- **Extracted material**
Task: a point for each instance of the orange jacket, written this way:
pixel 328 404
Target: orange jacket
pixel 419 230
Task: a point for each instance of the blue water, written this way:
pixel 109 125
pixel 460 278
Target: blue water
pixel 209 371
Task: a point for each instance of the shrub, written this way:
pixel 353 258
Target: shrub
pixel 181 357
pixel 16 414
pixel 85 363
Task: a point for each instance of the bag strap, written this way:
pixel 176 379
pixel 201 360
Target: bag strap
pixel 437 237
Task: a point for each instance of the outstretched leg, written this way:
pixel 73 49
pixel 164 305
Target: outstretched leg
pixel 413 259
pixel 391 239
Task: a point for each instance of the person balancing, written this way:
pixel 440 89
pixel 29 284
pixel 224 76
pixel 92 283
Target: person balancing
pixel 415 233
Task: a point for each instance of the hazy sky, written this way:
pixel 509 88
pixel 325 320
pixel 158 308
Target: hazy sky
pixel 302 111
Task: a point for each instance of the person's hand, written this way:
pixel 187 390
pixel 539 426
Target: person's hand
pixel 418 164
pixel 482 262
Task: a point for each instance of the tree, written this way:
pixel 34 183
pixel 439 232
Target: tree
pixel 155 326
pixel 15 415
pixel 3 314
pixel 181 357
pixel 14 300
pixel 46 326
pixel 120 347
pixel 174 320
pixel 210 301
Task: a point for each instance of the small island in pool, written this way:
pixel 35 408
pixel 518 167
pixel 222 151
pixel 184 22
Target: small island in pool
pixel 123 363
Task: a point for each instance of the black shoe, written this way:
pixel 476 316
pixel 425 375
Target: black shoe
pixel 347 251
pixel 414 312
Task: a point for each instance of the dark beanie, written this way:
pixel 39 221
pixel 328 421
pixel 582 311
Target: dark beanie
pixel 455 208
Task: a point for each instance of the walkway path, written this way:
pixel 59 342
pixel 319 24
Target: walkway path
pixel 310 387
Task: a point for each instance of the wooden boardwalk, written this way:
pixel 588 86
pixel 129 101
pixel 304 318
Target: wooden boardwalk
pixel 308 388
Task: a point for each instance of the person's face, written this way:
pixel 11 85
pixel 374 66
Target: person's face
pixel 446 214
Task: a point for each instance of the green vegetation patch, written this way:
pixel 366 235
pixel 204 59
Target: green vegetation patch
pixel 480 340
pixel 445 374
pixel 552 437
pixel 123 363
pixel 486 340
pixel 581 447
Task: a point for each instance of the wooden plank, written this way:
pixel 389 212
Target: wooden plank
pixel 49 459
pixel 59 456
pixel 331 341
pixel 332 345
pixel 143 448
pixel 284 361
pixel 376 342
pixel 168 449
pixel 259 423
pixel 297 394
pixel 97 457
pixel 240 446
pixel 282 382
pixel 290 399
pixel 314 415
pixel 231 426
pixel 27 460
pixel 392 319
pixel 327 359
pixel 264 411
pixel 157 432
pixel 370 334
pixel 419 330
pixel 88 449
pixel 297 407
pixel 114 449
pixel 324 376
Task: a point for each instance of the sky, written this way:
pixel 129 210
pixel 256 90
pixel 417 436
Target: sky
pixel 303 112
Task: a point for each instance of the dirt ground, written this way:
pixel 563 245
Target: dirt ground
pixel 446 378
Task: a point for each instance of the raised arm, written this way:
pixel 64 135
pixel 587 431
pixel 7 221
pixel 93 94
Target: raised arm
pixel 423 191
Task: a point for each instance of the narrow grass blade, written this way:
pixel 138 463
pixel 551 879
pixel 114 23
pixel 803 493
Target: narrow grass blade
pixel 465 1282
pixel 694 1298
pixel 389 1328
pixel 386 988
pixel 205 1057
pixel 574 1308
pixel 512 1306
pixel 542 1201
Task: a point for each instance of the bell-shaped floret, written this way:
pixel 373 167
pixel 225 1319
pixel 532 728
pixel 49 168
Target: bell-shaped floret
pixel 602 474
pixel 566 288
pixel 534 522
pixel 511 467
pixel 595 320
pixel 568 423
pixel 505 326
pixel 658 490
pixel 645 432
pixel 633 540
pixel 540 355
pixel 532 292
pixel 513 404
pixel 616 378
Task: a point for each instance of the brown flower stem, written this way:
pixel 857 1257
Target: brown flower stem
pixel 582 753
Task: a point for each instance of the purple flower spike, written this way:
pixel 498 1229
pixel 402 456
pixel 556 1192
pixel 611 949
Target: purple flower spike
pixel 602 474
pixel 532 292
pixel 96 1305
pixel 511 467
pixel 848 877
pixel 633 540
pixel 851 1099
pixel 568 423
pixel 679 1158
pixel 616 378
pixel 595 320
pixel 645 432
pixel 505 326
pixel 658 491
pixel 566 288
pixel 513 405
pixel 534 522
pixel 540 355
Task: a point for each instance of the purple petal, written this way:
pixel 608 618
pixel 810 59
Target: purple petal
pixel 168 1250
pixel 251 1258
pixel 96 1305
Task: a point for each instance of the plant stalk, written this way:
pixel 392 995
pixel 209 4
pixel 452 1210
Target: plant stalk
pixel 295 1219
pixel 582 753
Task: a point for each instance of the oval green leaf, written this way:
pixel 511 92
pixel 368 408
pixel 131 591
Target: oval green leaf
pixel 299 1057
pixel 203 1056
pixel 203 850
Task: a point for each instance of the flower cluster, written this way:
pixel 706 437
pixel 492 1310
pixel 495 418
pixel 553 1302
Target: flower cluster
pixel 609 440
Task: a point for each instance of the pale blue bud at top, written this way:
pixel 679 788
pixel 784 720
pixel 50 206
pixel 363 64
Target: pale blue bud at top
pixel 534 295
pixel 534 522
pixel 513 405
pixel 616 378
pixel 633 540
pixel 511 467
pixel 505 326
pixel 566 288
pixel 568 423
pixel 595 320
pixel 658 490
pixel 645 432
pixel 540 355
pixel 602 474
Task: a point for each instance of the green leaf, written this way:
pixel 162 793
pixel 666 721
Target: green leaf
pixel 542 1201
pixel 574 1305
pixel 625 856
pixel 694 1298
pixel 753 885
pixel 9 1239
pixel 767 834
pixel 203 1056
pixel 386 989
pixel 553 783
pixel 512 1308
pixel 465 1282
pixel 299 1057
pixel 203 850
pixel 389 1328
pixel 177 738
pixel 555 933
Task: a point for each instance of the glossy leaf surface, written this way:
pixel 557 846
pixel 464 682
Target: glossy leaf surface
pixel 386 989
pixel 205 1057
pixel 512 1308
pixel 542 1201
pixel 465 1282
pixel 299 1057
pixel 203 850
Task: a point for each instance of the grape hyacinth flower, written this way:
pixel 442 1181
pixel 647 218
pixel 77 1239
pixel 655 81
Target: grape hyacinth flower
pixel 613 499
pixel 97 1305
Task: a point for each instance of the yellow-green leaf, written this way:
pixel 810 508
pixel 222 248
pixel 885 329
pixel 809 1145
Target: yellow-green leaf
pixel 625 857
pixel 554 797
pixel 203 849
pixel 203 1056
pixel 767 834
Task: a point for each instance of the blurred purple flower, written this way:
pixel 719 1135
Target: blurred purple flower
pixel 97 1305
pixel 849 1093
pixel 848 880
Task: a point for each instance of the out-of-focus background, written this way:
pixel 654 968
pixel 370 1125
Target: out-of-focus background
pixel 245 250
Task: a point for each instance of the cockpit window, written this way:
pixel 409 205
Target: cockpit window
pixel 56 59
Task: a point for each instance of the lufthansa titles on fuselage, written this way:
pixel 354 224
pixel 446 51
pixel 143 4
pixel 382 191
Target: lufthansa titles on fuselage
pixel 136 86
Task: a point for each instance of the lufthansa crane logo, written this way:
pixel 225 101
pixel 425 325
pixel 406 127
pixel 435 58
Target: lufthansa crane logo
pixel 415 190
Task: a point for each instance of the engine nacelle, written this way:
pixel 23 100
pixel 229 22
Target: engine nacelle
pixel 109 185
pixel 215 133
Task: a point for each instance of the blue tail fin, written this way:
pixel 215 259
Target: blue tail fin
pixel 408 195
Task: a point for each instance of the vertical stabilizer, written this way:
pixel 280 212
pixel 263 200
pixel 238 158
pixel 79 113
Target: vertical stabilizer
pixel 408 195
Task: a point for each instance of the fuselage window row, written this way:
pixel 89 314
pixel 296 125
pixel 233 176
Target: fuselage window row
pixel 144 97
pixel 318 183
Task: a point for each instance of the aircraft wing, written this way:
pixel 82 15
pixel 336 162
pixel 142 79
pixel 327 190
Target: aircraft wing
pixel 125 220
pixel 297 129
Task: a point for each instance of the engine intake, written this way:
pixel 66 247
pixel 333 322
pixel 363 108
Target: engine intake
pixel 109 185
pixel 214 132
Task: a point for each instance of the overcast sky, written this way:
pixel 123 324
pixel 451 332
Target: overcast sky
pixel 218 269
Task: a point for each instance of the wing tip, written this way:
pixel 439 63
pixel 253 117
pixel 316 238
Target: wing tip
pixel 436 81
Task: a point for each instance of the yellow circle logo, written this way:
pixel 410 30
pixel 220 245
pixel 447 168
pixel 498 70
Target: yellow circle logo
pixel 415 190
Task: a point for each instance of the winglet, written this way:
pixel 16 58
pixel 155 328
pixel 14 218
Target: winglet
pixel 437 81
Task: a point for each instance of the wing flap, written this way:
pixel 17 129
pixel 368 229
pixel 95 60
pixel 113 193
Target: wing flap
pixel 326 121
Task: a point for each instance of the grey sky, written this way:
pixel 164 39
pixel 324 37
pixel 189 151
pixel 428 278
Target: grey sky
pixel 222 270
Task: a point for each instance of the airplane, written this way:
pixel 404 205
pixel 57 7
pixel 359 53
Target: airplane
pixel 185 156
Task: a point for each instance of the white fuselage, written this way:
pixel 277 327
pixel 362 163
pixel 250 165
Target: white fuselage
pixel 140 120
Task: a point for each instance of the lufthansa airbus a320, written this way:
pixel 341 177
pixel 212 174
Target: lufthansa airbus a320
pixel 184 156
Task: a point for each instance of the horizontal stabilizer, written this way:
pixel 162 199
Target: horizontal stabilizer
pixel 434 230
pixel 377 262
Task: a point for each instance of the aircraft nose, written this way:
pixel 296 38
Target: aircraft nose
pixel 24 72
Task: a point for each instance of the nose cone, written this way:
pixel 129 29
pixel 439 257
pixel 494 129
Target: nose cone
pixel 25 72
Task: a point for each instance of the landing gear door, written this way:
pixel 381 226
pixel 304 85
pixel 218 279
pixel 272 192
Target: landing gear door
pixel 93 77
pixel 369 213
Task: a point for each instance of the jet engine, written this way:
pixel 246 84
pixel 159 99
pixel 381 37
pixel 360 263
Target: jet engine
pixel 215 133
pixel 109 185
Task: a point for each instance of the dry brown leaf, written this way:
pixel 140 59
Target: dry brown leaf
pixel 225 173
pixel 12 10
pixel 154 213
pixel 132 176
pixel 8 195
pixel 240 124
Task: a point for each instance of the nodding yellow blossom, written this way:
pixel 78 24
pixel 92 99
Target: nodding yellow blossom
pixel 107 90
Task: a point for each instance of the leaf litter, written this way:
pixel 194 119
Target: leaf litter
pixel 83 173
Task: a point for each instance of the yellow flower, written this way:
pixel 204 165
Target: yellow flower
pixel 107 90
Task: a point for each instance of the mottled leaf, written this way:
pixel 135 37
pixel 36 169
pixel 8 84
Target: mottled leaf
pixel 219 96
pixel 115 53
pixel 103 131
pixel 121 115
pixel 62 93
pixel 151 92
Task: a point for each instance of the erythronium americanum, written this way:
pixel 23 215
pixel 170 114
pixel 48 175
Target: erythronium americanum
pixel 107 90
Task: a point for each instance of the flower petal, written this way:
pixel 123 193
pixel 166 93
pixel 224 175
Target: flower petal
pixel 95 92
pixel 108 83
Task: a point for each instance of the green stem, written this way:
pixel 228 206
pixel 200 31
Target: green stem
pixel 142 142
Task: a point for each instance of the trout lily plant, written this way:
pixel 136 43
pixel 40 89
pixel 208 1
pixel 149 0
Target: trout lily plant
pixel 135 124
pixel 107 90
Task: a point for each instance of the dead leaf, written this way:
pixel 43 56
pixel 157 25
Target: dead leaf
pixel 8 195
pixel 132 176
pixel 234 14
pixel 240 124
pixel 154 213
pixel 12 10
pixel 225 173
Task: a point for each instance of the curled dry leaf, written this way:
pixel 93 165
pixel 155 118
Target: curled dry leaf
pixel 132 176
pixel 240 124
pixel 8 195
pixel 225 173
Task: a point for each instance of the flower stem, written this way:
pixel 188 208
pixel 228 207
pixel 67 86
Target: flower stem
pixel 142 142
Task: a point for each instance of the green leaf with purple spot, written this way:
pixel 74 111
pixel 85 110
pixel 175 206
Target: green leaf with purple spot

- **Your instructions**
Among the lines above, find those that contain the word "spot" and copy them.

- **Written answer**
Task: a point for each instance of the green leaf with purple spot, written this way:
Target: green leaf with purple spot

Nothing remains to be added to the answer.